- [Selected passage]

RtlUTF8ToUnicodeN - NtDoc

Native API online documentation, based on the System Informer (formerly Process Hacker) phnt headers
#ifndef _NTRTL_H

/**
 * The RtlUTF8ToUnicodeN routine translates the specified source string into a Unicode string, using the 8-bit Unicode Transformation Format (UTF-8) code page.
 *
 * \param UnicodeStringDestination Pointer to a caller-allocated buffer to receive the translated string.
 * \param UnicodeStringMaxByteCount Maximum number of bytes to be written at MultiByteString. If this value causes the translated string to be truncated, RtlUpcaseUnicodeToMultiByteN does not return an error status.
 * \param UnicodeStringActualByteCount Pointer to a caller-allocated variable that receives the length, in bytes, of the translated string. This parameter can be NULL.
 * \param UTF8StringSource Pointer to the Unicode source string to be translated.
 * \param UTF8StringByteCount Size, in bytes, of the string at UnicodeString.
 * \return NTSTATUS Successful or errant status.
 * \sa https://learn.microsoft.com/en-us/windows/win32/devnotes/rtlutf8tounicoden
 */
NTSYSAPI
NTSTATUS
NTAPI
RtlUTF8ToUnicodeN(
    _Out_writes_bytes_to_(UnicodeStringMaxByteCount, *UnicodeStringActualByteCount) PWSTR UnicodeStringDestination,
    _In_ ULONG UnicodeStringMaxByteCount,
    _Out_opt_ PULONG UnicodeStringActualByteCount,
    _In_reads_bytes_(UTF8StringByteCount) PCCH UTF8StringSource,
    _In_ ULONG UTF8StringByteCount
    );

#endif

View code on GitHub
// ntifs.h

NTSYSAPI NTSTATUS RtlUTF8ToUnicodeN(
  [out, optional] PWSTR  UnicodeStringDestination,
  [in]            ULONG  UnicodeStringMaxByteCount,
  [out]           PULONG UnicodeStringActualByteCount,
  [in]            PCCH   UTF8StringSource,
  [in]            ULONG  UTF8StringByteCount
);
View the official Windows Driver Kit DDI reference
// wdm.h

NTSYSAPI NTSTATUS RtlUTF8ToUnicodeN(
  [out, optional] PWSTR  UnicodeStringDestination,
  [in]            ULONG  UnicodeStringMaxByteCount,
  [out]           PULONG UnicodeStringActualByteCount,
  [in]            PCCH   UTF8StringSource,
  [in]            ULONG  UTF8StringByteCount
);
View the official Windows Driver Kit DDI reference
// wdm.h

NTSTATUS WINAPI RtlUTF8ToUnicodeN(
  _Out_     PWSTR  UnicodeStringDestination,
  _In_      ULONG  UnicodeStringMaxByteCount,
  _Out_opt_ PULONG UnicodeStringActualByteCount,
  _In_      PCCH   UTF8StringSource,
  _In_      ULONG  UTF8StringByteCount
);
View the official Win32 development documentation

NtDoc

This function is documented in Windows Driver Kit here and here.

- [Entries supplied]

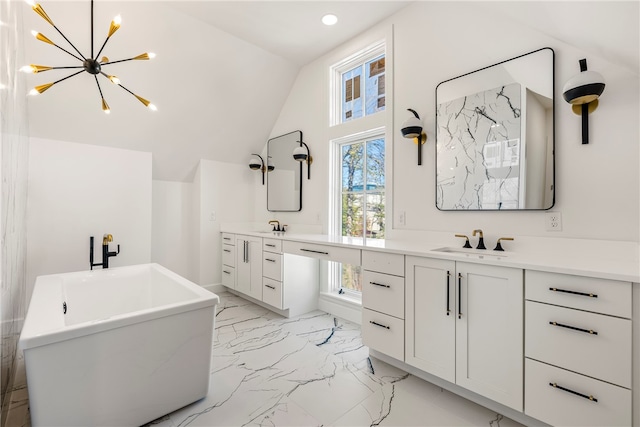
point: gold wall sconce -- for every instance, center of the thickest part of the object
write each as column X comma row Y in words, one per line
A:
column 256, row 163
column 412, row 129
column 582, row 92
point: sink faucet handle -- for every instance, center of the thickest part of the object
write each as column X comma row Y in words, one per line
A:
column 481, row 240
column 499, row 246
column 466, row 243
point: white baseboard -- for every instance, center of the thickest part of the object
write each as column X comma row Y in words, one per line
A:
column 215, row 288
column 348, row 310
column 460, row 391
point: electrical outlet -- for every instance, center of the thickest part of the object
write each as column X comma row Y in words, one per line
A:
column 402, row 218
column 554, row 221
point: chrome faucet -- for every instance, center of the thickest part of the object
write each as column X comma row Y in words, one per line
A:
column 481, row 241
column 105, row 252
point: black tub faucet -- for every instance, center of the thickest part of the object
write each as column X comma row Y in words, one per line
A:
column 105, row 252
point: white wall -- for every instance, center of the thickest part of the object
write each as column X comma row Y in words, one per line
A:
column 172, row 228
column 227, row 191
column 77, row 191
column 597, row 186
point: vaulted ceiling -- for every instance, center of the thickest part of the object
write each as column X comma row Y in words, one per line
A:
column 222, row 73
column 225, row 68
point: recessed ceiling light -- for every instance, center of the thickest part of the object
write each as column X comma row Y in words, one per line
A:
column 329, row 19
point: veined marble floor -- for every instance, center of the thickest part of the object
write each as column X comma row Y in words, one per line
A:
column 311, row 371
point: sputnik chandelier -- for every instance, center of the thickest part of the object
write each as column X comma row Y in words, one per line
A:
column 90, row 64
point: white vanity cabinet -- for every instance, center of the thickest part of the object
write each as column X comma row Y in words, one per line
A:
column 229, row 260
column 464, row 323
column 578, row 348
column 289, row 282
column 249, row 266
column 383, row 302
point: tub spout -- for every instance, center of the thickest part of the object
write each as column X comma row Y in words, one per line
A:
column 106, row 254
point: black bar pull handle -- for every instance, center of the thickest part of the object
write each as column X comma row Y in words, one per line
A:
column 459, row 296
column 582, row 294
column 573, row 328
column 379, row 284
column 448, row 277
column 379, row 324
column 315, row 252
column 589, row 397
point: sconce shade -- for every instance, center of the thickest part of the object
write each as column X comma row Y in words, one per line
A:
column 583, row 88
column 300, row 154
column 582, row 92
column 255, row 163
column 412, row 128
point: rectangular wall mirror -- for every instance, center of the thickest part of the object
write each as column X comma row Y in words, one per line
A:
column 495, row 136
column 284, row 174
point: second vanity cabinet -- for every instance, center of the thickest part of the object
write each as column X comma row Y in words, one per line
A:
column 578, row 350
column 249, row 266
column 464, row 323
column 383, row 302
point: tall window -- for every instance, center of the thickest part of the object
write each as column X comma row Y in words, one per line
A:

==

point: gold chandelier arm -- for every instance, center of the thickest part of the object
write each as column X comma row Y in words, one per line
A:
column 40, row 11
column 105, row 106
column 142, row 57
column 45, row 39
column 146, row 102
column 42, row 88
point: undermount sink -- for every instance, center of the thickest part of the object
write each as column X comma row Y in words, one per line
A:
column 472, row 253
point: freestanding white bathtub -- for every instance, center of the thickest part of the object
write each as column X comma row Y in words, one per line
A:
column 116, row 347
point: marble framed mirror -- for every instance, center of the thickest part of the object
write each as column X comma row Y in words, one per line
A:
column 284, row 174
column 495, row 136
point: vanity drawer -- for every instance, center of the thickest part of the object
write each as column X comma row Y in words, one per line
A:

--

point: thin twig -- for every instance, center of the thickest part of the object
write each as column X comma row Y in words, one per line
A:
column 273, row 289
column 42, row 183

- [Set of tasks]
**A)** Output the part of the RtlUTF8ToUnicodeN documentation page that begins at the words "RtlUTF8ToUnicodeN - NtDoc" and stops after "can be NULL.".
**B)** Carry the RtlUTF8ToUnicodeN documentation page forward from its last line.
You won't need the items.

- [Answers for this exercise]
**A)**
RtlUTF8ToUnicodeN - NtDoc

Native API online documentation, based on the System Informer (formerly Process Hacker) phnt headers
#ifndef _NTRTL_H

/**
 * The RtlUTF8ToUnicodeN routine translates the specified source string into a Unicode string, using the 8-bit Unicode Transformation Format (UTF-8) code page.
 *
 * \param UnicodeStringDestination Pointer to a caller-allocated buffer to receive the translated string.
 * \param UnicodeStringMaxByteCount Maximum number of bytes to be written at MultiByteString. If this value causes the translated string to be truncated, RtlUpcaseUnicodeToMultiByteN does not return an error status.
 * \param UnicodeStringActualByteCount Pointer to a caller-allocated variable that receives the length, in bytes, of the translated string. This parameter can be NULL.

**B)**
Windows Driver Kit DDI reference (nf-ntifs-rtlutf8tounicoden)

RtlUTF8ToUnicodeN function (ntifs.h)

Description

The RtlUTF8ToUnicodeN routine converts a UTF-8 string to a Unicode string.

Parameters

UnicodeStringDestination [out, optional]

A pointer to a caller-allocated destination buffer into which the routine writes the Unicode output string. If this parameter is NULL, the routine writes the required size of the output buffer to *UnicodeStringActualByteCount.

UnicodeStringMaxByteCount [in]

Specifies the maximum number of bytes that the routine can write to the buffer that UnicodeStringDestination points to. If UnicodeStringDestination = NULL, set UnicodeStringMaxByteCount = 0.

UnicodeStringActualByteCount [out]

A pointer to a location into which the routine writes the actual number of bytes that the routine has written to the buffer that UnicodeStringDestination points to. If UnicodeStringDestination is non-NULL, this count never exceeds the value of UnicodeStringMaxByteCount. If UnicodeStringDestination is NULL, this count is the number of bytes that are required to contain the entire output string.

UTF8StringSource [in]

A pointer to the UTF-8 source string.

UTF8StringByteCount [in]

Specifies the number of bytes in the UTF-8 source string that the UTF8StringSource parameter points to.

Return value

RtlUTF8ToUnicodeN returns STATUS_SUCCESS if the call is successful and all UTF-8 character codes in the input string were converted to the corresponding Unicode character codes in the output string. It returns STATUS_SOME_NOT_MAPPED if the call is successful but one or more input characters were invalid and were converted to the Unicode replacement character, U+FFFD. Possible error return values include the following error codes:

Return code Description
STATUS_BUFFER_TOO_SMALL The UnicodeStringMaxByteCount parameter specifies a buffer size that is too small to contain the entire output string.
STATUS_INVALID_PARAMETER The UnicodeStringDestination and UnicodeStringActualByteCount parameters are both NULL.
STATUS_INVALID_PARAMETER_4 The UTF8StringSource parameter is NULL.

Remarks

The Unicode output string is null-terminated only if the UTF-8 input string is null-terminated.

The routine returns STATUS_BUFFER_TOO_SMALL if the UnicodeStringMaxByteCount parameter specifies a buffer size that is too small to contain the entire output string. In this case, the routine writes as many Unicode characters as will fit in the buffer, and the *UnicodeStringActualByteCount value specifies the number of valid bytes that the routine has written to the buffer. The partial string that is contained in the output buffer might not include a terminating null character.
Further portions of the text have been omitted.